Data to examine =>
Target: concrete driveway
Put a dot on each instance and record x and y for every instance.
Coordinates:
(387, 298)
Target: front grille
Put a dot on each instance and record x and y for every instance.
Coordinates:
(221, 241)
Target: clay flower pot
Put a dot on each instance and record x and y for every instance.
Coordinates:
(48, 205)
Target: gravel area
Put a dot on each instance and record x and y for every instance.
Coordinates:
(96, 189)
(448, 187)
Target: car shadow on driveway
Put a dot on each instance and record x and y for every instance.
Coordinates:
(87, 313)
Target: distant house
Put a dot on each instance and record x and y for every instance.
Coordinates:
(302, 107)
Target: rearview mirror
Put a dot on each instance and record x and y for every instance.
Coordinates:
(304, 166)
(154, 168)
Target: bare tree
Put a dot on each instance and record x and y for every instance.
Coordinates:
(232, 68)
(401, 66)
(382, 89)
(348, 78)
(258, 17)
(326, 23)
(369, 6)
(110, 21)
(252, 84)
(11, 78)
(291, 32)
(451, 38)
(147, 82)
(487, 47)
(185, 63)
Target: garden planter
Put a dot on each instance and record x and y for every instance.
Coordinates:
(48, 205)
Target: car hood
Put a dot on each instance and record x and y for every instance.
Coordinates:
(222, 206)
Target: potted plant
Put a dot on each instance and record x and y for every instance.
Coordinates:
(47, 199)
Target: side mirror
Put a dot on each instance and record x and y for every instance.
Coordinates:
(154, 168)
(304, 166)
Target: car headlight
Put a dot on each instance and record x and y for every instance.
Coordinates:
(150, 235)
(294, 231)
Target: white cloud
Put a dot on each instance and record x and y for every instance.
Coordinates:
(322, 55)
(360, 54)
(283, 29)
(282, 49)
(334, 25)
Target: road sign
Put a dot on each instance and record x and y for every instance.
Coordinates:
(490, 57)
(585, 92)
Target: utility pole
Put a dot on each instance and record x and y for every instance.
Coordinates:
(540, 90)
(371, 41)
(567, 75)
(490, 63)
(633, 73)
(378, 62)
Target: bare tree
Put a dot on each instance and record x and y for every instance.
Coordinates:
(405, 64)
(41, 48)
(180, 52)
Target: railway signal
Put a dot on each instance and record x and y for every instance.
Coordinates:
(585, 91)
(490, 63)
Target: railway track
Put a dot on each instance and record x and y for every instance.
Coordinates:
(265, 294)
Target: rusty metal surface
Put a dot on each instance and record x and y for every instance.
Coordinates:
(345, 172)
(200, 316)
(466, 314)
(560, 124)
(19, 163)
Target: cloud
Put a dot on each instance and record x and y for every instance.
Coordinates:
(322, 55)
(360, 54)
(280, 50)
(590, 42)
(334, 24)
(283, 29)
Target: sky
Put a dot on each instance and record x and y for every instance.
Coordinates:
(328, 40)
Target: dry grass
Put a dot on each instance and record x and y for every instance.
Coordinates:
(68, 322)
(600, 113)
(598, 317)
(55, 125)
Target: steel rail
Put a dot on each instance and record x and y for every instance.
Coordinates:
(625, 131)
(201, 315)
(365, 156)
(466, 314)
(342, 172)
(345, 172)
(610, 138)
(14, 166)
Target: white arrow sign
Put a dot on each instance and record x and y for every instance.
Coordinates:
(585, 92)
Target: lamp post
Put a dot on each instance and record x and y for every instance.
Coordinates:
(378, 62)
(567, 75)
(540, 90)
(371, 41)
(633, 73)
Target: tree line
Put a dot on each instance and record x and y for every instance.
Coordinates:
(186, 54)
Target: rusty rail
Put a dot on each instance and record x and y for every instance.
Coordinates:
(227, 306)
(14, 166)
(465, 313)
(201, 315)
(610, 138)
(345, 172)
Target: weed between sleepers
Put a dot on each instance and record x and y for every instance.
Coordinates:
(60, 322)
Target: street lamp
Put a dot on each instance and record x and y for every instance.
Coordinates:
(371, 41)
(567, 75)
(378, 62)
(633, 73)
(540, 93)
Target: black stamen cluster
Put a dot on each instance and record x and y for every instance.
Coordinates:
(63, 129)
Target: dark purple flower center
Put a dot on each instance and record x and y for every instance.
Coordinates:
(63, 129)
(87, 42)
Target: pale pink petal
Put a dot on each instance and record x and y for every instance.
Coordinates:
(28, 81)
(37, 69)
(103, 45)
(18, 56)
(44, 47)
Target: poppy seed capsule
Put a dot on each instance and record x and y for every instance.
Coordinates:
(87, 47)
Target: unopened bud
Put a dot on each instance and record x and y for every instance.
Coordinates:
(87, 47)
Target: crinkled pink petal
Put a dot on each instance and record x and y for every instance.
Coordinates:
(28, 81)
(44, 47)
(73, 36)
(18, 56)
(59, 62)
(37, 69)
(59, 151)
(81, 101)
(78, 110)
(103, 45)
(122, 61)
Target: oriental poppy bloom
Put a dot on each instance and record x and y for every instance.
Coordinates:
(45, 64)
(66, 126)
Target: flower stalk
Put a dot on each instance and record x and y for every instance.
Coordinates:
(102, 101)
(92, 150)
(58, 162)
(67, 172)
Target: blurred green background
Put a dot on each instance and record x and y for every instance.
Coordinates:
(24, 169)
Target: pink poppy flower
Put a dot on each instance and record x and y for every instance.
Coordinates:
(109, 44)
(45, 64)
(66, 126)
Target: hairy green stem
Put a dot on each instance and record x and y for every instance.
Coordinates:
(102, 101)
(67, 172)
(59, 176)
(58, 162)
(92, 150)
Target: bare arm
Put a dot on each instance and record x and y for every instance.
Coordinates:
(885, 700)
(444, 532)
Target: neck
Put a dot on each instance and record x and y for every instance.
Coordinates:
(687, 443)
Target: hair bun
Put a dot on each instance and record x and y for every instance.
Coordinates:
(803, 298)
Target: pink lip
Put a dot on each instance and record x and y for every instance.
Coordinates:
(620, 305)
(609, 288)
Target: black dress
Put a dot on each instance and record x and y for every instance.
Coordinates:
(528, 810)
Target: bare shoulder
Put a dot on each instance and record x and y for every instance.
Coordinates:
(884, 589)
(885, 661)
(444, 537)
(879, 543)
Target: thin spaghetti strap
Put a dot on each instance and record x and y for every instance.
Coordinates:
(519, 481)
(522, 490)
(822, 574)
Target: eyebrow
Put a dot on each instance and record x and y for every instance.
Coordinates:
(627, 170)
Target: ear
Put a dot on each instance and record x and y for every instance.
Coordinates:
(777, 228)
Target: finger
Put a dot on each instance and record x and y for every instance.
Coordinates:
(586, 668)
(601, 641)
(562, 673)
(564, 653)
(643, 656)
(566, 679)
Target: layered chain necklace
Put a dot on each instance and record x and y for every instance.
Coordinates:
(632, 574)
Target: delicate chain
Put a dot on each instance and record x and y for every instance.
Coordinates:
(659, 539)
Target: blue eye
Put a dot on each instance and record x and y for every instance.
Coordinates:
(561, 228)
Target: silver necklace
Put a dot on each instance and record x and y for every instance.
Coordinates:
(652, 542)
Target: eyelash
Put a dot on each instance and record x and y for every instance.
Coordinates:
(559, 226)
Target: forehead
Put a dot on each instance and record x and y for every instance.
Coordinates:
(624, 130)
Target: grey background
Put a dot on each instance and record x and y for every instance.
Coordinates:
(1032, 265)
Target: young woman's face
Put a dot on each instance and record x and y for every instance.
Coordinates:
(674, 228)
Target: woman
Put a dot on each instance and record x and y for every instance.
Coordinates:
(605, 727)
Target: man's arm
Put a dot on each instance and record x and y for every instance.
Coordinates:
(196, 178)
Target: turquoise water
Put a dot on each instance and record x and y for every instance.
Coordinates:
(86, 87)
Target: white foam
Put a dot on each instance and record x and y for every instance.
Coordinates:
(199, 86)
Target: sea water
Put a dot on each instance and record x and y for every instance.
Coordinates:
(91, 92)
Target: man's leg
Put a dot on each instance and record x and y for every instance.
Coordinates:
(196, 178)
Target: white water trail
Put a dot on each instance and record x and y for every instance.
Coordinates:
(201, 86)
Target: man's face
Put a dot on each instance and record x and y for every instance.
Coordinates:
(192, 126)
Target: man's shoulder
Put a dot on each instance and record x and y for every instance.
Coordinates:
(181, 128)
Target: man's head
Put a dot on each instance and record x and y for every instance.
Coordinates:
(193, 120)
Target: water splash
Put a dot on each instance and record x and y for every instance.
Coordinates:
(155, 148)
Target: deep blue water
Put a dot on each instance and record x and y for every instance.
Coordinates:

What you need to do => The answer must be every line of the records above that holds the word "driveway".

Your response =>
Target: concrete driveway
Target: car shadow on driveway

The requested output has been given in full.